__Задание__
Преобразуйте весь список в CSV с двумя столбцами, «текст» и «разметка»: каждому тексту с его точками отведите отдельную строку, оба значения возьмите в кавычки и замените переносы строк пробелами. Изображения в результат не включайте.

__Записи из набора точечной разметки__
---+---
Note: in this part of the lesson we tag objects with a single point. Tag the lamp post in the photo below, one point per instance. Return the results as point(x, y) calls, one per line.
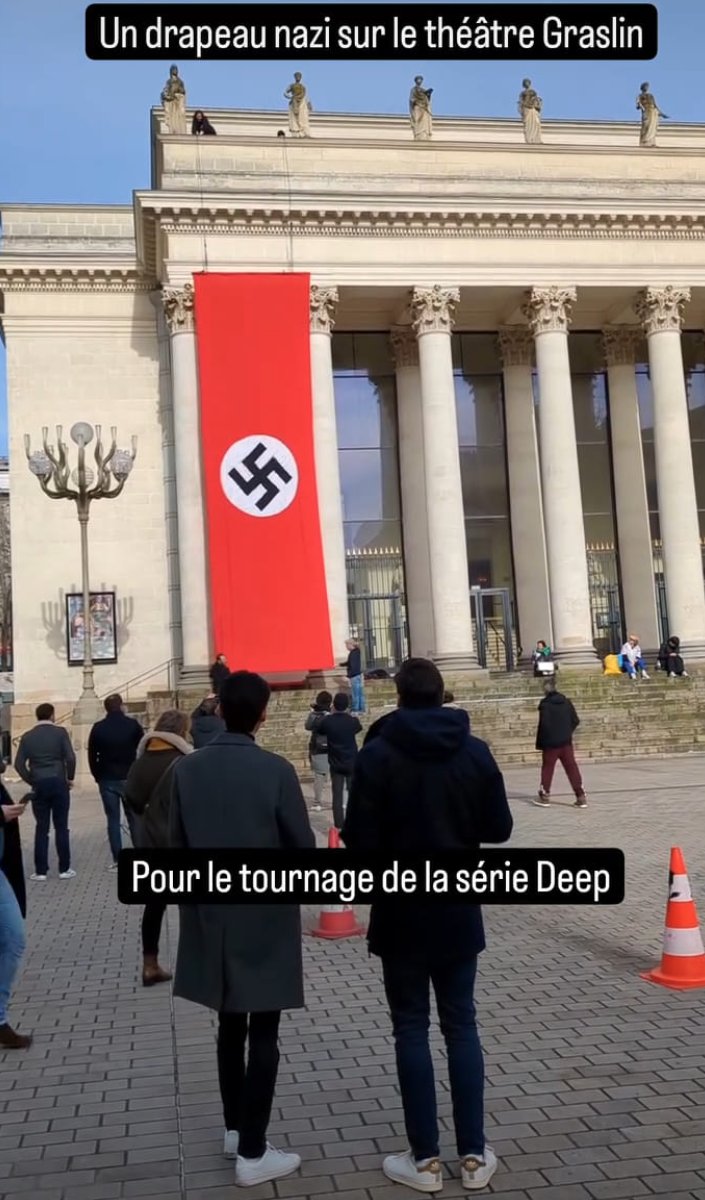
point(52, 468)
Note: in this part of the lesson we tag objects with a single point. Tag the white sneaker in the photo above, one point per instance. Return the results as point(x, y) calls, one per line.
point(426, 1176)
point(476, 1173)
point(273, 1164)
point(230, 1143)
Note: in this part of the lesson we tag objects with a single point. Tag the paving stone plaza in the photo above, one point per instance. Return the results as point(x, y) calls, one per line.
point(595, 1078)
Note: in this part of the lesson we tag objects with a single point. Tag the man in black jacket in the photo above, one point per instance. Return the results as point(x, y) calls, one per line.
point(341, 730)
point(558, 720)
point(112, 751)
point(46, 762)
point(422, 784)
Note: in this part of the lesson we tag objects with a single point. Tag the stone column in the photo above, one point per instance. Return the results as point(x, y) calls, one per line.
point(661, 311)
point(450, 582)
point(327, 473)
point(413, 489)
point(548, 313)
point(636, 552)
point(193, 575)
point(525, 499)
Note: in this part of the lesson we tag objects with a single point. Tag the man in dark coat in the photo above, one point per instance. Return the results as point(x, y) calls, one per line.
point(12, 913)
point(218, 673)
point(245, 961)
point(112, 751)
point(341, 730)
point(558, 720)
point(148, 801)
point(422, 784)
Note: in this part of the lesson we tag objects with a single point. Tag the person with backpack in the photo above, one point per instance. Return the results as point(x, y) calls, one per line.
point(148, 796)
point(558, 720)
point(341, 730)
point(205, 723)
point(318, 747)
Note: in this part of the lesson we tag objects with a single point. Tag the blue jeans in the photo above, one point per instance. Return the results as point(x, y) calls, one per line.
point(631, 669)
point(113, 796)
point(50, 803)
point(357, 690)
point(11, 943)
point(408, 990)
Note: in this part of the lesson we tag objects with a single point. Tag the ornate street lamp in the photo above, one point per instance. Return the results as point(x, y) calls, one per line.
point(52, 468)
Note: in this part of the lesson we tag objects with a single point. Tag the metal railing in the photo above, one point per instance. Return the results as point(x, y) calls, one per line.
point(170, 666)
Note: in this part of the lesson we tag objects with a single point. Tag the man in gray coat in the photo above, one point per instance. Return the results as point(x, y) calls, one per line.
point(245, 961)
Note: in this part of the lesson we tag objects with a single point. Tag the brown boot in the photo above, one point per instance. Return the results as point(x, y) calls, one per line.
point(151, 971)
point(12, 1041)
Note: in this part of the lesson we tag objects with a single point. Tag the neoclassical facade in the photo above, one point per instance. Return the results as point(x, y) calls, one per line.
point(507, 373)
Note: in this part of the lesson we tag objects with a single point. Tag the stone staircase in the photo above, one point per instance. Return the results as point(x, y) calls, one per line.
point(619, 719)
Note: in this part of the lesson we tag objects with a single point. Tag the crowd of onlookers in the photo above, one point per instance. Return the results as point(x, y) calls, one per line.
point(419, 783)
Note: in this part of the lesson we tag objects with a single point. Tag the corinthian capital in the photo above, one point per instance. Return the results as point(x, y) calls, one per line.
point(179, 309)
point(404, 346)
point(620, 345)
point(323, 307)
point(433, 309)
point(548, 310)
point(661, 310)
point(516, 346)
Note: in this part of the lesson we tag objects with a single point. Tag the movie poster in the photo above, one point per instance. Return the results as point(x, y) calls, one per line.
point(103, 633)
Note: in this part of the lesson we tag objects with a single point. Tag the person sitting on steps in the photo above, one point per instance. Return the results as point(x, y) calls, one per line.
point(670, 659)
point(632, 660)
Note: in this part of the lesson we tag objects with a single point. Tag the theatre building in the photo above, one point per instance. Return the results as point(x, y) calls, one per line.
point(447, 396)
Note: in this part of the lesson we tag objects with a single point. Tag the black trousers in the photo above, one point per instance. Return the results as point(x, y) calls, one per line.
point(151, 927)
point(247, 1090)
point(339, 787)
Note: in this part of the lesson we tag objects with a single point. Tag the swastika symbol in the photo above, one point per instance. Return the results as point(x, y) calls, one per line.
point(259, 475)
---+---
__Результат выполнения__
текст,разметка
"Note: in this part of the lesson we tag objects with a single point. Tag the lamp post in the photo below, one point per instance. Return the results as point(x, y) calls, one per line.","point(52, 468)"
"Note: in this part of the lesson we tag objects with a single point. Tag the white sneaker in the photo above, one point per instance. Return the results as point(x, y) calls, one per line.","point(426, 1176) point(476, 1173) point(273, 1164) point(230, 1143)"
"Note: in this part of the lesson we tag objects with a single point. Tag the paving stone plaza in the photo above, one point per instance. Return the results as point(x, y) calls, one per line.","point(595, 1078)"
"Note: in this part of the lesson we tag objects with a single point. Tag the man in black jacket in the photo above, one point per instance. Return the results as point(x, y) calls, one per line.","point(341, 730) point(558, 720) point(112, 751) point(46, 762) point(422, 784)"
"Note: in this part of the lesson we tag objects with a single point. Tag the stone column in the photo above, one point per instance. Return the results as point(x, y) calls, one per line.","point(661, 311) point(450, 582) point(327, 473) point(413, 489) point(548, 313) point(636, 552) point(193, 575) point(525, 499)"
"Note: in this part of the lesson we tag objects with a single point. Tag the man in dark coat in the photo above, one point per instance. Return the results as point(x, y) calls, one per line.","point(12, 913) point(218, 673) point(245, 961) point(112, 751) point(341, 730) point(558, 720) point(148, 801) point(422, 784)"
"Note: in this part of the lesson we tag objects with a single point. Tag the person with backpack in the photo above, one point per instance. Return the results as point(x, y) calls, one per line.","point(148, 796) point(558, 720) point(341, 730) point(205, 723) point(318, 747)"
"Note: in this part of the lesson we tag objects with a single point. Tag the blue jeans in the photo above, one point per instance. Return the results as point(x, y) calls, one per line.","point(631, 669) point(113, 796) point(50, 803) point(357, 690) point(11, 943) point(408, 990)"
"Note: in this part of the lesson we tag objects with a single point. Tag the ornate street lamp in the photo above, one point per instance. Return the results as point(x, y) calls, one per line.","point(52, 468)"
"Note: in this part of the lesson we tag objects with a single point. Tag the metal railing in the photo above, one point per instance. Return the results as point(x, y) calls, one per line.","point(170, 666)"
"Note: in this part of the lesson we tag objects with a single point. Tag the man in gray coat in the photo above, one point per instance. Return the results as point(x, y) calls, one per line.","point(245, 961)"
"Note: in this part of the lesson we tag objects with a single point. Tag the brown boot in the photo above, one point per instance. Return the results as point(x, y) calls, one per line.","point(151, 971) point(12, 1041)"
"Note: in this part of the lesson we tag objects with a single point. Tag the neoclassical facade in the photo above, one point per instance. Return the results as point(x, y) calls, one per line.","point(507, 373)"
"Note: in this part of the lesson we tag objects with a single point. Tag the stone staircase in the photo above, one point per instance. Return the results as point(x, y) calls, one per line.","point(619, 719)"
"Note: in this part of the lesson we tag objects with a single point. Tag the crowd of onlookers in the photo above, one point per instance. Return the results as point(x, y) calls, one per line.","point(419, 783)"
"Note: in this part of the lesson we tag objects with a single point. Tag the corinthian capital in the photo above, one point per instance. Return the results as point(x, y) calls, one per line.","point(179, 309) point(404, 346) point(620, 345) point(323, 307) point(433, 309) point(548, 310) point(661, 310) point(516, 346)"
"Note: in this part of the lesson we tag objects with a single point. Tag the movie poster in the photo above, one point per instance. Return the results as point(x, y) calls, one per line.","point(103, 633)"
"Note: in this part of the lesson we tag objects with a single point. Tag the person sitting on steps in the photo above, one point per instance. Return the results as point(x, y) calls, one per line.","point(670, 659) point(632, 660)"
"Note: in this part of the lesson we tag objects with a single point. Tag the theatre building in the photo above, one point per instance. Return the results as point(x, y) calls, one per line.","point(447, 396)"
"Note: in this part of the lesson we tag objects with a single point. Tag the black trousers in the photo above, one point per instance. Return the results as point(x, y) calls, one per line.","point(151, 927) point(247, 1090) point(339, 787)"
"Note: in this part of the lesson we tag objects with a single point. Tag the swastika symbol in the photo above, one point per instance. Return the results as point(x, y) calls, one per line.","point(259, 475)"